ASSIGNMENT: Filter the records for lines holding the string "point".

[Stored entries]

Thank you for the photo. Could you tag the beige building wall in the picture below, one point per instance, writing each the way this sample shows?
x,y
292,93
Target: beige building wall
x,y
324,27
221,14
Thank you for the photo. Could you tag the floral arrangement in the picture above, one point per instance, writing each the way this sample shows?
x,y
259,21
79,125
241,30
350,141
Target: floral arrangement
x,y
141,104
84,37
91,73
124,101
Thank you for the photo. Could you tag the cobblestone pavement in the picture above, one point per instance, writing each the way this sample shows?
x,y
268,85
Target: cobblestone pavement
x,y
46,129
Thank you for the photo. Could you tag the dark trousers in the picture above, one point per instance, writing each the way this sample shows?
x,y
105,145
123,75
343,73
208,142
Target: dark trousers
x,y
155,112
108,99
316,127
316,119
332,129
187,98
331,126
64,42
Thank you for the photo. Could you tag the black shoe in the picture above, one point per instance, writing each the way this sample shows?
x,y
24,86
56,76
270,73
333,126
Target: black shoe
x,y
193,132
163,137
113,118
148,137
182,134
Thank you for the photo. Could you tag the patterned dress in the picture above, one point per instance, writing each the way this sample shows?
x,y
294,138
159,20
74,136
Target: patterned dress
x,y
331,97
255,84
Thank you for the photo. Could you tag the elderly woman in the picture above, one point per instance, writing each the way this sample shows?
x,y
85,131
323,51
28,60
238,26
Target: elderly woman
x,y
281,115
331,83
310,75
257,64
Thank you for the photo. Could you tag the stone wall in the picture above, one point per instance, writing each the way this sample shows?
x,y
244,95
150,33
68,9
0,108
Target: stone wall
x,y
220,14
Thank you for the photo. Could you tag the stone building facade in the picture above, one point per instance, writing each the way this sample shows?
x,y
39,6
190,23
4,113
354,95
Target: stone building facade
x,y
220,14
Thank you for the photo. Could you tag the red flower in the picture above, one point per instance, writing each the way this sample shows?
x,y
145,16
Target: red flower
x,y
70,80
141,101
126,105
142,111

TASK SOLUTION:
Thank you for the photo. Could you tag the beige building wall in the picture below, one point per instance, writing each the way this sample shows?
Thank you for the photo. Could you tag the floral arrangement in the picture above, one point per instance, writing each the way this sample shows?
Thank you for the photo. Could you tag the cobblestone pavement in the picture above, one point per instance, writing each the way this sample shows?
Thank you for the photo. Could you tag the dark trousers in the picture above, one point per instance, writing each the way this sample shows?
Thank you for the photo. Could you tag the black shoe in the picture above, one point per instance, writing each the way this sample shows?
Thank you for the photo. Could you tag the patterned dress in the picture above, one point per instance, writing each the way this sample shows?
Thank you for the photo. Could you tag the elderly woman in the picture above, one point per instance, writing each the way this sample shows?
Thank you for the photo. Could you tag the stone wall in the picture above, one point per instance, writing each the way this sample shows?
Thank you for the photo. Could you tag the stone building facade in the picture above, one point per instance, writing each the way this sample shows?
Thank you for the photo. Could you tag the red flower in the picture above, one point per instance, writing each the way this sample shows?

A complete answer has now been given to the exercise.